**Consigne**
Poursuivez le billet sur les élections européennes à partir de sa dernière phrase.

**Extrait**
----------

Impliquez vous ! Ou quelqu’un le fera à votre place …
J’écris ce texte après un long silence sur mon blog.
J’écris ce texte après une séquence électorale et militante décevante pour ma part.
J’écris ce texte parce que j’aurais des remords de ne pas le faire, car au fond je n’aime pas être en retrait dans ce chamboulement politique.
J’écris ce texte en espérant qu’il suscitera un sursaut, un réveil, un éveil, un espoir, un avenir radieux.
Le titre de cet article est assez évocateur pour que le lecteur sache où je veux en venir. Je m’adresse particulièrement à mes proches, mes amis, ma famille, ceux qui m’ont aimé ou détesté, ceux qui me connaissent ou me reconnaissent. Nous avons tous une responsabilité individuelle dans la tournure dramatique que prend la situation politique. Jusque là, vous tous autour de moi, vous respectiez mon combat, mon implication, ma lutte, mon acharnement, ma passion pour la chose publique. Votre respect et votre reconnaissance m’ont souvent aidé à continuer, comme une sorte de carburant. Mais au fond, je ressens une certaine solitude dans mon engagement, comme si on me déléguait la responsabilité de mener la bataille pour nous tous, pour l’intérêt général. Mais cette délégation ne m’aide pas vraiment car à la fin nous sommes peu alors que nous devrions être si nombreux.
La lucidité est un impératif après le résultat des élections européennes.
On peut relativiser ce résultat de toutes les manières que l’on veut avec l’abstention, le nombre de listes, la dispersion des voix de l’autre gauche, il n’en reste pas moins que le FN arrive en tête avec 25% des votants aux élections européennes. Toute la « gauche » rassemblée (c’est-à-dire même avec le PS) obtient un résultat historiquement bas. Je veux tout d’abord vous proposer un constat, une analyse, avant d’essayer de vous convaincre de vous impliquer.
Pourquoi en sommes nous arrivés là
Le score quasi identique du Front de Gauche par rapport aux résultats des européennes de 2009 s’apparente à un “retour à la case départ”. Sauf que les scores des autres ont largement changé ! Et que nous avons échoué à atteindre deux objectifs que l’on s’était fixés : passer en tête de la gauche et faire baisser le score du Front National. Évidemment l’un ne va pas sans l’autre. Si l’un des deux avait été atteint, l’autre aurait suivi dans la foulée.

----------

**Données**
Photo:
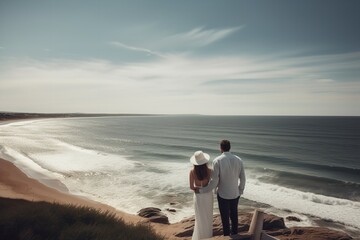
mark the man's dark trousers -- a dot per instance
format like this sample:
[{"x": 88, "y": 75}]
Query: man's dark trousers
[{"x": 228, "y": 209}]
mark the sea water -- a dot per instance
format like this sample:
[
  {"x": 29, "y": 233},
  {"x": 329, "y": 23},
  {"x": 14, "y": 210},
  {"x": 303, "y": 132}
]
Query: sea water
[{"x": 308, "y": 165}]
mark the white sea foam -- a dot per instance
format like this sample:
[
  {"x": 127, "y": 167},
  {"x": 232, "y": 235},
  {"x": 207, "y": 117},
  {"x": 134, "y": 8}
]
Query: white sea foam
[
  {"x": 338, "y": 210},
  {"x": 131, "y": 185}
]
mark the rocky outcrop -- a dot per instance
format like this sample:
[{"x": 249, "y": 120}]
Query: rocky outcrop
[
  {"x": 273, "y": 225},
  {"x": 318, "y": 233},
  {"x": 154, "y": 215}
]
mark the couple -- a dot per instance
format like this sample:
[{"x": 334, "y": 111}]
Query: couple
[{"x": 225, "y": 175}]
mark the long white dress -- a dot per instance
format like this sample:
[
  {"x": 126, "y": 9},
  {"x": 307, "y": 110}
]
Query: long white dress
[{"x": 203, "y": 204}]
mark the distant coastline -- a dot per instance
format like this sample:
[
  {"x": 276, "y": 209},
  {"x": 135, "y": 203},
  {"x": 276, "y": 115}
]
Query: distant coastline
[{"x": 4, "y": 116}]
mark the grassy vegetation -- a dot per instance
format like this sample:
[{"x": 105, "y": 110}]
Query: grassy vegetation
[{"x": 20, "y": 219}]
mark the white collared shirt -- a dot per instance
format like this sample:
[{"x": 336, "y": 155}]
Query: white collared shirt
[{"x": 227, "y": 170}]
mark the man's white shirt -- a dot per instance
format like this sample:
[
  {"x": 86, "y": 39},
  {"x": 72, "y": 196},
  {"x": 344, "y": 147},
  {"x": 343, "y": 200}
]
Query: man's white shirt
[{"x": 227, "y": 170}]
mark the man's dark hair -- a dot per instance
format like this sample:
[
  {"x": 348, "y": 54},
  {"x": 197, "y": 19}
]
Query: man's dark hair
[{"x": 225, "y": 145}]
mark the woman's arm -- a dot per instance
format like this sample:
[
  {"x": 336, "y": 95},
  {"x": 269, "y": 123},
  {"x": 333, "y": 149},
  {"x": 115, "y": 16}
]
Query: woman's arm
[{"x": 191, "y": 180}]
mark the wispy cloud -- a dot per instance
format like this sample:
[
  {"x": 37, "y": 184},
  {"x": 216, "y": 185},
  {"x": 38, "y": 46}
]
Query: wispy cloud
[
  {"x": 171, "y": 85},
  {"x": 201, "y": 37},
  {"x": 137, "y": 49}
]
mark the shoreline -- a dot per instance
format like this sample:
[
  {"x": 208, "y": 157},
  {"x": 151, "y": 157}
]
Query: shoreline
[{"x": 15, "y": 184}]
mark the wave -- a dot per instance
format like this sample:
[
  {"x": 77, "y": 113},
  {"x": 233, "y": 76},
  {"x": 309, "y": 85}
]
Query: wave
[
  {"x": 331, "y": 171},
  {"x": 307, "y": 183},
  {"x": 336, "y": 209}
]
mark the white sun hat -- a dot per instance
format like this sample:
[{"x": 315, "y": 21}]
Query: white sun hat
[{"x": 199, "y": 158}]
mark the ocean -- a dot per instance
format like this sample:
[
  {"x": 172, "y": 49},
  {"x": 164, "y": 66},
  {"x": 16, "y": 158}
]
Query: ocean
[{"x": 307, "y": 165}]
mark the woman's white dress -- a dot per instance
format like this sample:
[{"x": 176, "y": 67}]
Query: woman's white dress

----------

**Réponse**
La séquence politique pour le Front de Gauche de 2009 à 2014 s’apparente à un pic avec pour sommet l’élection présidentielle et les 11% obtenus à ce moment là (4 millions d’électeurs). J’entends dire, et je lis ici ou là que Jean-Luc Mélenchon serait à la fois notre meilleur atout et notre plus grand problème. Je vais tout de suite évacuer deux idées reçues :
– “Jean-Luc Mélenchon a tord de s’attaquer aux médias comme il le fait.” Mais alors, comment se fait-il que Le Pen ait progressé alors qu’elle s’oppose aux médias sans distinction avec une méthode très agressive?
– “Jean-Luc Mélenchon s’oppose de manière dogmatique aux socialistes, ça nous dessert”. Et Le Pen ? Elle ne s’oppose pas à tout le monde de manière dogmatique peut-être ?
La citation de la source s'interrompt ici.